■ Vorliegender Textauszug ■

Von Schwellen und Spiegeln
Michele Melillo: not titled (Affenkopf), Ölkreide und Graphit auf Papier, 21 x 29,7 cm, 2012.
Gegensätze und Kontraste, Dinge, die gegeneinander und somit auch zusammengestellt etwas
erzeugen, das über das hinaus geht, was ihre einzelnen Teile darstellen, sind ein uraltes Thema
nicht nur der bildenden Kunst. So lässt sich auch aus den Werken Michele Melillos eine Art reflexive
Dialektik lesen, und zwar die des künstlerischen Subjektes. Denn indem sich dort zeichnerische
Motive des Barock mit geradezu fauvistischen Farborgien ein Stelldichein geben, stellen sie zum
einen die Frage nach dem künstlerischen Ausdruck ihres Erzeugers (seiner Identität gar) und
spiegeln zugleich den grundsätzlichen kulturtheoretischen Diskurs der Selbstreflektivität des
Künstlers wider.

■ Extrahierte Daten ■
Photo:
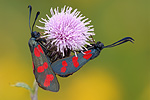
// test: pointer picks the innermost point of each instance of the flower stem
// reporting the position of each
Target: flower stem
(34, 91)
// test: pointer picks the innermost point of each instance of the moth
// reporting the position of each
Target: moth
(45, 67)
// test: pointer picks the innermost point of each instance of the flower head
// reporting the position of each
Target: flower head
(67, 29)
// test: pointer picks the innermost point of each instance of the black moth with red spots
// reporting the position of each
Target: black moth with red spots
(45, 68)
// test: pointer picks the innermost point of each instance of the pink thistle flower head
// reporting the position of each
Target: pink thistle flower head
(67, 29)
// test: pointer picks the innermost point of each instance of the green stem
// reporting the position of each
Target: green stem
(34, 91)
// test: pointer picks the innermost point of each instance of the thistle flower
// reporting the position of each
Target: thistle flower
(67, 29)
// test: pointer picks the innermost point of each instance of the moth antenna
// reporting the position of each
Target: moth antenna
(37, 14)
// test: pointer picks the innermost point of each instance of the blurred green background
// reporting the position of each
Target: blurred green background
(120, 73)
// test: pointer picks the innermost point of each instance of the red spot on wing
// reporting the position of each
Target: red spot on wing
(63, 69)
(64, 63)
(40, 49)
(76, 64)
(45, 65)
(75, 61)
(87, 52)
(87, 56)
(40, 69)
(36, 52)
(49, 78)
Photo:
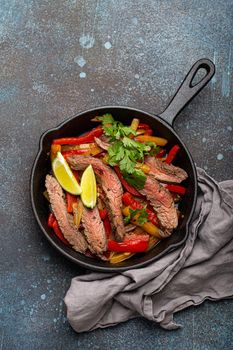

■ Aufgabenstellung ■
Welche Materialien nennt der Textauszug über Michele Melillo für das Werk „not titled (Affenkopf)“? Zähle alle auf.

■ Lösung der Aufgabe ■
Ölkreide, Graphit, Papier